> Task goal
Reproduce verbatim the final portion of the material below, from the line containing "Target: person in yellow shirt" through its last line, and nothing else.

> Supplied records
---------------
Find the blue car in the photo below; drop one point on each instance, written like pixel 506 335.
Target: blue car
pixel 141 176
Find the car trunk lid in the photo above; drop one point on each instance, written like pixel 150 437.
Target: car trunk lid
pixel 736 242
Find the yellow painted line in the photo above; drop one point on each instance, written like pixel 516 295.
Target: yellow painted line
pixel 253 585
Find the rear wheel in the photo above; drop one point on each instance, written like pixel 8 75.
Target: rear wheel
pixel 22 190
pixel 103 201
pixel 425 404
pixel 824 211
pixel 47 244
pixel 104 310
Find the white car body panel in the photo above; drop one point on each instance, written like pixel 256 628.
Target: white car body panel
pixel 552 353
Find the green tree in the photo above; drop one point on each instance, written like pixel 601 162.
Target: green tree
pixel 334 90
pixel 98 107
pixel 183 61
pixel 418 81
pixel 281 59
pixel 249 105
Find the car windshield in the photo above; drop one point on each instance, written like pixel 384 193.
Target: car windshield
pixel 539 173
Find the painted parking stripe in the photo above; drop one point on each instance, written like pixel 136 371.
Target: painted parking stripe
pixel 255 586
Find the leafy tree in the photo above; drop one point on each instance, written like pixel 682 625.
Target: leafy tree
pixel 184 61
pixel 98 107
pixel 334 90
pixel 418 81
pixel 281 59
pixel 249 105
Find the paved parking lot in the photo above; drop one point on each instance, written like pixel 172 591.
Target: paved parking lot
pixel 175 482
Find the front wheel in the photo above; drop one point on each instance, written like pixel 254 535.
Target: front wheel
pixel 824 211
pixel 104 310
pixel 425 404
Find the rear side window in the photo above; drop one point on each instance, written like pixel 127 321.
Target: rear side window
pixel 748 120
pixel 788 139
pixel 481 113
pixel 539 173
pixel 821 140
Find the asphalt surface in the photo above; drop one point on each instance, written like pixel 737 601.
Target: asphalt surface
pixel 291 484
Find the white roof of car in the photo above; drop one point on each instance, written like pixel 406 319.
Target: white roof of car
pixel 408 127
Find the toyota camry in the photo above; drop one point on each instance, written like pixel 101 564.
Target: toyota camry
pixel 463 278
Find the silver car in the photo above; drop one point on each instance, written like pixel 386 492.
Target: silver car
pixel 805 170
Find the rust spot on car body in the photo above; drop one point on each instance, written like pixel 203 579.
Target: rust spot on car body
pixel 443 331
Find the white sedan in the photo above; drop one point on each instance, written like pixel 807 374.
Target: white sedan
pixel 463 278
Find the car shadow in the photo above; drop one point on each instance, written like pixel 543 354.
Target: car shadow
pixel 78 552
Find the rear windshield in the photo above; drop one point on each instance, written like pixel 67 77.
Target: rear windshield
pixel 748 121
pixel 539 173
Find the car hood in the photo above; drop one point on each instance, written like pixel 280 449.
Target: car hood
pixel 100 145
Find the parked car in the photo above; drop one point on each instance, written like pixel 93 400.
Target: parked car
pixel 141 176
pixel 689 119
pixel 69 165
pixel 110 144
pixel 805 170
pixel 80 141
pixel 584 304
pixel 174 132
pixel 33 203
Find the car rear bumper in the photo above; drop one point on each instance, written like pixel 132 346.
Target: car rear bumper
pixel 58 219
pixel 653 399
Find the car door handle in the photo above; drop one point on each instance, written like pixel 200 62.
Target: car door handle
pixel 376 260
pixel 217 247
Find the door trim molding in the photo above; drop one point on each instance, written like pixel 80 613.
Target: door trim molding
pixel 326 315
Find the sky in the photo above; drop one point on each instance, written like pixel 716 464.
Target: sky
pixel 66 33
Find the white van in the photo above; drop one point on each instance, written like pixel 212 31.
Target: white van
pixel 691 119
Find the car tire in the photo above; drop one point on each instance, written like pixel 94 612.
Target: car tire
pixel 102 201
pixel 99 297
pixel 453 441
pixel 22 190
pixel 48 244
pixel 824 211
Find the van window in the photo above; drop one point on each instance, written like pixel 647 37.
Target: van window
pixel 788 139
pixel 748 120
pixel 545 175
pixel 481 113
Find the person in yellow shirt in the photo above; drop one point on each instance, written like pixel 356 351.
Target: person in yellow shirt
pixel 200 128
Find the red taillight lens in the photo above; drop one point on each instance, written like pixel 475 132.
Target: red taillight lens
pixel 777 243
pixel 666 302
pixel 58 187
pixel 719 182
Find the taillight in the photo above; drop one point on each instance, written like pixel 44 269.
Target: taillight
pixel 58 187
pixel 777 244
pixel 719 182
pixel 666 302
---------------
> Task solution
Target: person in yellow shirt
pixel 200 128
Find the red taillight lens in the photo above; drop one point on each instance, written like pixel 475 132.
Target: red taillight lens
pixel 777 243
pixel 666 302
pixel 58 187
pixel 719 182
Find the taillight in the photo above; drop one point on each instance, written like pixel 44 269.
Target: taillight
pixel 58 187
pixel 777 244
pixel 719 182
pixel 666 302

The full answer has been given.